**PROBLEM REQUIREMENTS**:
Copy out the rows below, substituting "labeling assistant" for each occurrence of "annotation assistant" and keeping every other character the same.

**INPUT FOR THIS TASK**:
----------------------------------------
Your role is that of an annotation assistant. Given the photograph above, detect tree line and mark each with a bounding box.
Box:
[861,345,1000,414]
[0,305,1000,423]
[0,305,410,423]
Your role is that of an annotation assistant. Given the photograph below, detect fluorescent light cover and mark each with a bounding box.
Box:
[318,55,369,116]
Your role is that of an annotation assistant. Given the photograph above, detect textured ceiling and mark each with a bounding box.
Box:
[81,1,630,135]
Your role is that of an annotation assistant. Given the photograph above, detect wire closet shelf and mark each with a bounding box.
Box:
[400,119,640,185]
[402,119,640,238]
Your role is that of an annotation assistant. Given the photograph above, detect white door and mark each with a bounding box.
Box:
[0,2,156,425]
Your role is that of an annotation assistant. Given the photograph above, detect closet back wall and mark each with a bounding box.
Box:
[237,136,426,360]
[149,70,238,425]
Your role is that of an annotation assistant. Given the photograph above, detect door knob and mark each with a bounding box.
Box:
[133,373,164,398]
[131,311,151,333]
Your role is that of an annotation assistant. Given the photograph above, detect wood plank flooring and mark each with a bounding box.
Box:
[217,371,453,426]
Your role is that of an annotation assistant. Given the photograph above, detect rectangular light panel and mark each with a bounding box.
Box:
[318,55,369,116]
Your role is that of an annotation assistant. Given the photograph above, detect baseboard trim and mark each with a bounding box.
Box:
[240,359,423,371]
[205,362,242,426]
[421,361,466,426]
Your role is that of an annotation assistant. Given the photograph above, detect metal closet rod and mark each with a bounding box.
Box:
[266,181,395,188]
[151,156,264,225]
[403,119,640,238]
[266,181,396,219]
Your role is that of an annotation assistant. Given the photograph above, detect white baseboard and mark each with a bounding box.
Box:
----------------------------------------
**RESULT**:
Your role is that of an labeling assistant. Given the photograph above, detect tree line and mark each with a bounding box.
Box:
[861,345,1000,414]
[0,305,1000,423]
[0,305,410,423]
Your role is that of an labeling assistant. Given the photograph below, detect fluorescent light cover and mark each with a bounding box.
Box:
[318,55,369,116]
Your role is that of an labeling assistant. Given the photograph above, detect textured ceiling and mark each with a bounding box.
Box:
[81,1,630,135]
Your role is that of an labeling assistant. Given the photograph above, detect wire closet shelf and mark each with a bounding box.
Box:
[400,119,640,185]
[402,119,640,238]
Your role is that of an labeling assistant. Given the photograph above, detect white door and mark each with a bounding box.
Box:
[0,2,156,425]
Your role is that of an labeling assistant. Given the photograph above, detect closet back wall and mark each with a bounding box.
Box:
[237,136,426,360]
[149,70,238,425]
Your role is that of an labeling assistant. Given the photograph above, detect door knob and mark each with a bounding box.
Box:
[133,373,164,398]
[131,311,151,333]
Your role is that of an labeling assistant. Given the photograph above, detect wood plank flooring and mark each with a bounding box.
Box:
[217,371,453,426]
Your role is that of an labeling assistant. Given the photograph above, detect rectangular light panel and mark each with a bounding box.
Box:
[318,55,369,116]
Your role is that of an labeling assistant. Given the photograph above, detect baseboard trim and mark each with a bounding box.
Box:
[240,359,423,371]
[205,362,242,426]
[421,361,466,426]
Your role is that of an labeling assistant. Given the photograph above, detect metal closet rod and mark each with a bounding box.
Box:
[266,181,395,188]
[151,156,264,225]
[403,119,640,238]
[266,181,396,219]
Your role is that of an labeling assistant. Given the photograph above, detect white baseboard and mark each with a bounding box.
Box:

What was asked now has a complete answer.